--- Begin ---

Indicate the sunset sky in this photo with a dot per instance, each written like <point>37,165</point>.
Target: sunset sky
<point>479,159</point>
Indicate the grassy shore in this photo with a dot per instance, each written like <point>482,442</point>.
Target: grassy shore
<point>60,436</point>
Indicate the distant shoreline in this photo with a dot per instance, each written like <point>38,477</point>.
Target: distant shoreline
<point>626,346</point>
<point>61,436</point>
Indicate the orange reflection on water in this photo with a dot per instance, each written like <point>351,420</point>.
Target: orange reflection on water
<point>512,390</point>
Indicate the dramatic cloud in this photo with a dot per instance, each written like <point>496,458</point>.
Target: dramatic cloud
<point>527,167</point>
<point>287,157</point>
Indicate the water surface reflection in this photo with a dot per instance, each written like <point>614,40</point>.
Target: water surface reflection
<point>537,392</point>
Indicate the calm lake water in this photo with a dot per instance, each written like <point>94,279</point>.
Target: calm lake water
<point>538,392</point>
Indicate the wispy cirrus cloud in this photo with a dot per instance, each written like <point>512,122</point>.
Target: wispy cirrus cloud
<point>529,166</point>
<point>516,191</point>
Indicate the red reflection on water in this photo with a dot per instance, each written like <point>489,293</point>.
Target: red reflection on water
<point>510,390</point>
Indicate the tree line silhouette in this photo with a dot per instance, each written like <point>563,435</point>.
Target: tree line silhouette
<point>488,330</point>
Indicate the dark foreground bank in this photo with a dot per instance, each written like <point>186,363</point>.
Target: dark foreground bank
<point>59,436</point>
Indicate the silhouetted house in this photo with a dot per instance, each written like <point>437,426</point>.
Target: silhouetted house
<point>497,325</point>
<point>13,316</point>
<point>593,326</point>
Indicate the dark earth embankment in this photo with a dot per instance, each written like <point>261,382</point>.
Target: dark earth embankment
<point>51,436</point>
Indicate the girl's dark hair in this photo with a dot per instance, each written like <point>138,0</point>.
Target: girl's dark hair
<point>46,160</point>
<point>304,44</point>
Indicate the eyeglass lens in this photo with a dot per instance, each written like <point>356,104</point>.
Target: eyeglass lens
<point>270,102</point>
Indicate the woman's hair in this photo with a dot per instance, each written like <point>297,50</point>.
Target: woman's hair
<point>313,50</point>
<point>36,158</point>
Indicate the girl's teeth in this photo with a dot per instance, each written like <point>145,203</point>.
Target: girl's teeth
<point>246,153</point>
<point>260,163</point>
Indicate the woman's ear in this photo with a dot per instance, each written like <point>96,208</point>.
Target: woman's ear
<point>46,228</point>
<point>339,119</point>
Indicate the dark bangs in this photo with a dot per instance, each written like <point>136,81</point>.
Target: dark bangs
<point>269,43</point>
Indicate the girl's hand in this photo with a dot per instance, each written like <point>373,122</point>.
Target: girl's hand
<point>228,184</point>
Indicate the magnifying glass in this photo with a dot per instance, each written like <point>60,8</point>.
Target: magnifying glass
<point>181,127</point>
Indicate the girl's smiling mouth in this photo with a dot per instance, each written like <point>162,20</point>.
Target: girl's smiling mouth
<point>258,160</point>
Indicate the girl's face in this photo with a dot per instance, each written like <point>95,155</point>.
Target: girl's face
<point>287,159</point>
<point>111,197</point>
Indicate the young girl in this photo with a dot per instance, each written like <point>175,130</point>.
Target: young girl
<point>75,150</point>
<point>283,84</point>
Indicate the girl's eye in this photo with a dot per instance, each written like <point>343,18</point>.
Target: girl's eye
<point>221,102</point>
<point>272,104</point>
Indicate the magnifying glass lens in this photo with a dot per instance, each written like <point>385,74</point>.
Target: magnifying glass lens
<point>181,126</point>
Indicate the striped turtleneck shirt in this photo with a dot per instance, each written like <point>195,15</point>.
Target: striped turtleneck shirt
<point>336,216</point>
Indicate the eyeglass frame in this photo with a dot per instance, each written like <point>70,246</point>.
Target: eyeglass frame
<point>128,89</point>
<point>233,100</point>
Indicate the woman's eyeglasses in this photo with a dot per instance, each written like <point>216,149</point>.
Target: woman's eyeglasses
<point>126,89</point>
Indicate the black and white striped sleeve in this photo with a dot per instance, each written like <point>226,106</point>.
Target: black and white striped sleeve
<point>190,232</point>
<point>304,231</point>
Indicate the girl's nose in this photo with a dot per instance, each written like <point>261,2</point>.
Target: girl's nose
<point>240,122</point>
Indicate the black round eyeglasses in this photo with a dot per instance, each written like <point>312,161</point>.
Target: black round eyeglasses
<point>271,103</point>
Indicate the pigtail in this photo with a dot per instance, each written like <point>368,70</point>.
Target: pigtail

--- End ---

Update the listing above by changing every "Target" to "Label" and leaving everything else unchanged.

Indicate the sunset sky in this photo with a dot per instance, each written like <point>37,165</point>.
Label: sunset sky
<point>479,159</point>
Indicate the grassy shore in this photo with a dot per instance, each written like <point>482,442</point>.
Label: grassy shore
<point>60,436</point>
Indicate the distant shoreline in this photo with a dot per instance, each written like <point>38,477</point>.
Label: distant shoreline
<point>626,346</point>
<point>61,436</point>
Indicate the orange reflection on water in this photo with a dot per instance, each written like <point>351,420</point>.
Label: orange reflection on water
<point>512,390</point>
Indicate the dramatic cloud in this photo with a dot per instance, each written like <point>496,458</point>.
Label: dramatic cloud
<point>527,167</point>
<point>287,157</point>
Indicate the water surface reflection in this photo with a dot per instance, each written like <point>614,40</point>.
Label: water surface reflection
<point>537,392</point>
Indicate the calm lake water in this photo with a dot per instance, each written like <point>94,279</point>.
Label: calm lake water
<point>538,392</point>
Indicate the wispy cirrus cloud in this photo with a dot per instance, each written like <point>512,122</point>.
Label: wispy cirrus cloud
<point>529,166</point>
<point>516,191</point>
Indicate the red reflection on water in this photo with a dot per instance, each written like <point>489,293</point>.
Label: red reflection on water
<point>510,390</point>
Indicate the tree line silhouette in this photo with a dot per instance, each written like <point>563,435</point>.
Label: tree line silhouette
<point>488,330</point>
Indicate the dark foreground bank in this photo with a dot per instance, each written like <point>186,363</point>.
Label: dark foreground bank
<point>59,436</point>
Indicate the silhouetted house in this photo with a dot per instance, each written like <point>437,426</point>.
Label: silhouetted house
<point>497,325</point>
<point>13,316</point>
<point>593,326</point>
Indicate the dark earth embankment in this photo with a dot per instance, each written like <point>261,382</point>.
Label: dark earth embankment
<point>51,436</point>
Indicate the girl's dark hair in this photo with a dot per instance, each written like <point>138,0</point>.
Label: girl's dark hair
<point>46,160</point>
<point>304,44</point>
Indicate the eyeglass lens in this photo with a dot per instance, each written like <point>356,104</point>.
Label: eyeglass lens
<point>270,102</point>
Indicate the woman's hair in this photo with a dot per instance, each written like <point>297,50</point>.
Label: woman's hair
<point>313,50</point>
<point>36,158</point>
Indicate the girl's teeth in this photo with a dot per instance, each written like <point>145,203</point>.
Label: girl's teeth
<point>246,153</point>
<point>260,163</point>
Indicate the woman's ear in this photo with a dot per instance, each written like <point>96,208</point>.
Label: woman's ear
<point>46,228</point>
<point>339,119</point>
Indicate the dark bangs in this photo with a dot per instance, each written like <point>136,81</point>.
Label: dark bangs
<point>269,43</point>
Indicate the girl's hand in this photo with a dot per instance, each written like <point>373,122</point>.
Label: girl's hand
<point>228,184</point>
Indicate the magnifying glass in this photo with a dot per instance, each written like <point>60,8</point>.
Label: magnifying glass
<point>181,127</point>
Indicate the girl's smiling mouth in this photo with a dot per instance, each written like <point>162,20</point>.
Label: girl's smiling mouth
<point>258,160</point>
Indicate the girl's face in this photo with a dot per instance, each written like <point>95,155</point>.
Label: girl's face
<point>287,159</point>
<point>111,197</point>
Indicate the young girl in this photo with a dot per instance, each written like <point>175,130</point>.
Label: young girl
<point>75,150</point>
<point>283,84</point>
Indicate the girl's eye in this photo with a dot per instance, each written like <point>343,18</point>.
Label: girl's eye
<point>221,102</point>
<point>272,104</point>
Indicate the magnifying glass lens in this photo with a dot per instance, each written like <point>385,74</point>.
Label: magnifying glass lens
<point>181,126</point>
Indicate the striped turtleneck shirt in this photo with a dot per instance, each written like <point>195,15</point>.
Label: striped turtleneck shirt
<point>336,216</point>
Indicate the eyeglass frame in this photo with a dot per instance, each written like <point>70,246</point>.
Label: eyeglass frame
<point>128,89</point>
<point>233,100</point>
Indicate the woman's eyeglasses in this photo with a dot per instance, each written like <point>216,149</point>.
Label: woman's eyeglasses
<point>126,89</point>
Indicate the black and white striped sleeve in this photo with a dot per instance, each written like <point>226,106</point>.
Label: black and white striped sleeve
<point>190,232</point>
<point>304,231</point>
Indicate the girl's nose in this photo with a dot per instance, each written like <point>261,2</point>.
Label: girl's nose
<point>240,122</point>
Indicate the black round eyeglasses in this photo with a dot per instance, each written like <point>312,161</point>.
Label: black round eyeglasses
<point>271,103</point>
Indicate the pigtail in this photo with a dot per instance, each written like <point>368,70</point>.
Label: pigtail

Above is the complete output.